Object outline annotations
- - -

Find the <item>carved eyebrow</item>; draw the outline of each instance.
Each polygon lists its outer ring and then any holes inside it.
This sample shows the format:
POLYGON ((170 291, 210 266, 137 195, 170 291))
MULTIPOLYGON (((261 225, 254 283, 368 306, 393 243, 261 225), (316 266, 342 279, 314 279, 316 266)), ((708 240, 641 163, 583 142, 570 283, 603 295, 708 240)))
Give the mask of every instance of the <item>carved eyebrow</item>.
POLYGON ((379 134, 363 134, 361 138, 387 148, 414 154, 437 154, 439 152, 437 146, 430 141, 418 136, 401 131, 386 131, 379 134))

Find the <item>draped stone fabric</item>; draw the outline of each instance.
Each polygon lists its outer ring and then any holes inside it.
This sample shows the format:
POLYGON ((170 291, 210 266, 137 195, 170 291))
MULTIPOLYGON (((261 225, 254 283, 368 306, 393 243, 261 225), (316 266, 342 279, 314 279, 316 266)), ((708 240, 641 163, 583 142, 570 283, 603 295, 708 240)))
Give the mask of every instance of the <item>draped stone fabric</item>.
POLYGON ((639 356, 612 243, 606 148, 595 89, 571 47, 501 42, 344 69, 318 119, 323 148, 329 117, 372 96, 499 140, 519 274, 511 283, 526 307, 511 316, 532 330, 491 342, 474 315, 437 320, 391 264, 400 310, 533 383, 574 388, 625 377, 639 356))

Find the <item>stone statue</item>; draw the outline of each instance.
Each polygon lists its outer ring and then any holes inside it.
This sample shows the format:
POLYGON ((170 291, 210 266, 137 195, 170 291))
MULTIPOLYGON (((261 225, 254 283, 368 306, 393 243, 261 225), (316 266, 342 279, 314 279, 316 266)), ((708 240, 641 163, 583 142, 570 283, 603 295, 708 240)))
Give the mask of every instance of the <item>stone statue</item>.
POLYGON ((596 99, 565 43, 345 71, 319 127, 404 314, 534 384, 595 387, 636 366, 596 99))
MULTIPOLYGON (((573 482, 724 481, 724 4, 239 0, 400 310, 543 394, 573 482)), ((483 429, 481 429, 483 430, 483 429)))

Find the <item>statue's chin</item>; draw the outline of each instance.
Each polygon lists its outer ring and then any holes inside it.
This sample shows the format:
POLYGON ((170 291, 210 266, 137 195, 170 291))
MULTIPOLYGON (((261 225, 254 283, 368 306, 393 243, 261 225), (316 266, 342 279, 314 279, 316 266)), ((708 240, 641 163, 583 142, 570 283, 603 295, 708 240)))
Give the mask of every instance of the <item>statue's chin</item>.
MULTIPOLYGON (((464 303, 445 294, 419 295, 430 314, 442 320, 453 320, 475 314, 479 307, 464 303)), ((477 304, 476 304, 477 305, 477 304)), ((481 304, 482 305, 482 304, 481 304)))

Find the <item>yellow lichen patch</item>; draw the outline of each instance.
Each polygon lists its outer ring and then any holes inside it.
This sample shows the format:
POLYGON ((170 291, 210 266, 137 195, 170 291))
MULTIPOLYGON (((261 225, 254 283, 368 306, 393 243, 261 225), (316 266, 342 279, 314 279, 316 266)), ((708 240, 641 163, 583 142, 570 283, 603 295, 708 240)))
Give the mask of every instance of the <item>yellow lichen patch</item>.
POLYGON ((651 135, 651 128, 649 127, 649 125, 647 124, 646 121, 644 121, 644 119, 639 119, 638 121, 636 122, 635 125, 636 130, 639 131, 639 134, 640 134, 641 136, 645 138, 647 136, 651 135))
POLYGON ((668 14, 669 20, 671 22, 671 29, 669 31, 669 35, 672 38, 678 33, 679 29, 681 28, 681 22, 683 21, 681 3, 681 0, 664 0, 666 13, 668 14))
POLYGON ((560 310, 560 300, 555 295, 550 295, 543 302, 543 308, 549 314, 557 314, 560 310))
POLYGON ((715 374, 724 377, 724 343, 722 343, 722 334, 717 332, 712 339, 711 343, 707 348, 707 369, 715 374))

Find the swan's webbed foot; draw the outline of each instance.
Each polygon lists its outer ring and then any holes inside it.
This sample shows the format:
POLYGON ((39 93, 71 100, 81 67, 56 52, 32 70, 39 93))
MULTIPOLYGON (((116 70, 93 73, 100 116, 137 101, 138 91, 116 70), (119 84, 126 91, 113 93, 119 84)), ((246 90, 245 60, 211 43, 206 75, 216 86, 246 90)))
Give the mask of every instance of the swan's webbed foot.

- - -

» **TO DO**: Print again each line of the listing above, exactly as it appears.

» **SOLUTION BELOW**:
Find the <item>carved eyebrow</item>; draw the outline of each instance.
Each polygon lists its outer ring and then any holes inside it.
This sample shows the format:
POLYGON ((170 291, 210 266, 137 195, 170 291))
MULTIPOLYGON (((261 225, 254 283, 368 306, 393 243, 261 225), (316 266, 342 279, 314 279, 316 266)), ((708 240, 641 163, 583 142, 570 283, 603 295, 708 240)))
Give the mask of every instance of the <item>carved eyebrow</item>.
POLYGON ((379 134, 363 134, 361 138, 387 148, 414 154, 437 154, 439 152, 437 146, 430 141, 418 136, 401 131, 386 131, 379 134))

Find the <item>draped stone fabric</item>; draw the outline of each instance.
Each polygon lists its outer ring and then any holes inside it.
This sample shows the format:
POLYGON ((170 291, 210 266, 137 195, 170 291))
MULTIPOLYGON (((261 225, 254 283, 368 306, 393 243, 261 225), (316 266, 342 279, 314 279, 316 266)), ((708 240, 641 163, 583 142, 570 283, 603 295, 708 240)))
Give the mask of every instance of the <item>draped stone fabric</item>.
POLYGON ((639 356, 612 243, 606 148, 595 89, 571 47, 501 42, 344 69, 318 119, 323 148, 329 117, 372 96, 499 140, 519 274, 511 283, 526 307, 511 316, 532 330, 491 342, 474 315, 437 320, 391 264, 400 310, 533 383, 574 388, 625 377, 639 356))

Find the <item>stone statue</item>; draw the outline of each instance.
Each polygon lists its outer ring and then any holes inside it.
This sample shows the format:
POLYGON ((170 291, 210 266, 137 195, 170 291))
MULTIPOLYGON (((261 225, 254 283, 368 306, 393 243, 261 225), (316 266, 342 279, 314 279, 316 266)), ((708 240, 641 163, 583 142, 570 283, 603 295, 708 240)))
Give the mask of every instance of the <item>stone statue</item>.
POLYGON ((596 99, 565 43, 345 71, 319 127, 404 314, 534 384, 595 387, 636 366, 596 99))
MULTIPOLYGON (((573 482, 724 481, 724 4, 239 0, 400 310, 543 394, 573 482)), ((483 429, 481 429, 483 430, 483 429)))

Find the <item>statue's chin</item>; draw the outline of each instance.
Each polygon lists its outer ring and then any holes inside it.
This sample shows the format:
POLYGON ((170 291, 210 266, 137 195, 170 291))
MULTIPOLYGON (((261 225, 254 283, 368 306, 393 243, 261 225), (316 266, 342 279, 314 279, 316 266)), ((708 240, 641 163, 583 142, 570 283, 603 295, 708 240)))
Give the mask of every instance of the <item>statue's chin</item>.
MULTIPOLYGON (((464 303, 445 294, 419 295, 430 314, 442 320, 453 320, 475 314, 479 307, 464 303)), ((477 304, 476 304, 477 305, 477 304)), ((481 304, 482 305, 482 304, 481 304)))

Find the <item>yellow lichen patch</item>; draw the outline of each instance.
Each polygon lists its outer ring and then any holes inside it.
This sample shows the format:
POLYGON ((170 291, 210 266, 137 195, 170 291))
MULTIPOLYGON (((261 225, 254 283, 368 306, 393 243, 261 225), (316 266, 342 279, 314 279, 316 266)), ((708 240, 641 163, 583 142, 570 283, 603 295, 708 240)))
Give the mask of every instance of the <item>yellow lichen patch</item>.
POLYGON ((651 135, 651 128, 649 127, 649 125, 647 124, 646 121, 644 121, 644 119, 639 119, 638 121, 636 122, 635 125, 636 130, 639 131, 639 134, 640 134, 641 136, 645 138, 647 136, 651 135))
POLYGON ((668 14, 669 20, 671 22, 671 29, 669 31, 669 35, 672 38, 678 33, 679 29, 681 28, 681 22, 683 21, 681 3, 681 0, 664 0, 666 13, 668 14))
POLYGON ((560 310, 560 300, 555 295, 550 295, 543 302, 543 308, 549 314, 557 314, 560 310))
POLYGON ((715 374, 724 377, 724 343, 722 343, 722 334, 717 332, 712 339, 711 343, 707 348, 707 369, 715 374))

Find the swan's webbed foot; draw the outline of each instance.
Each polygon lists its outer ring and then any holes inside it.
This sample shows the format:
POLYGON ((39 93, 71 100, 81 67, 56 52, 32 70, 39 93))
MULTIPOLYGON (((116 70, 93 73, 100 116, 137 101, 138 91, 116 70), (119 84, 126 91, 113 93, 119 84)), ((246 90, 245 60, 211 43, 206 75, 216 86, 246 90)))
Give the mask of every instance of the swan's webbed foot.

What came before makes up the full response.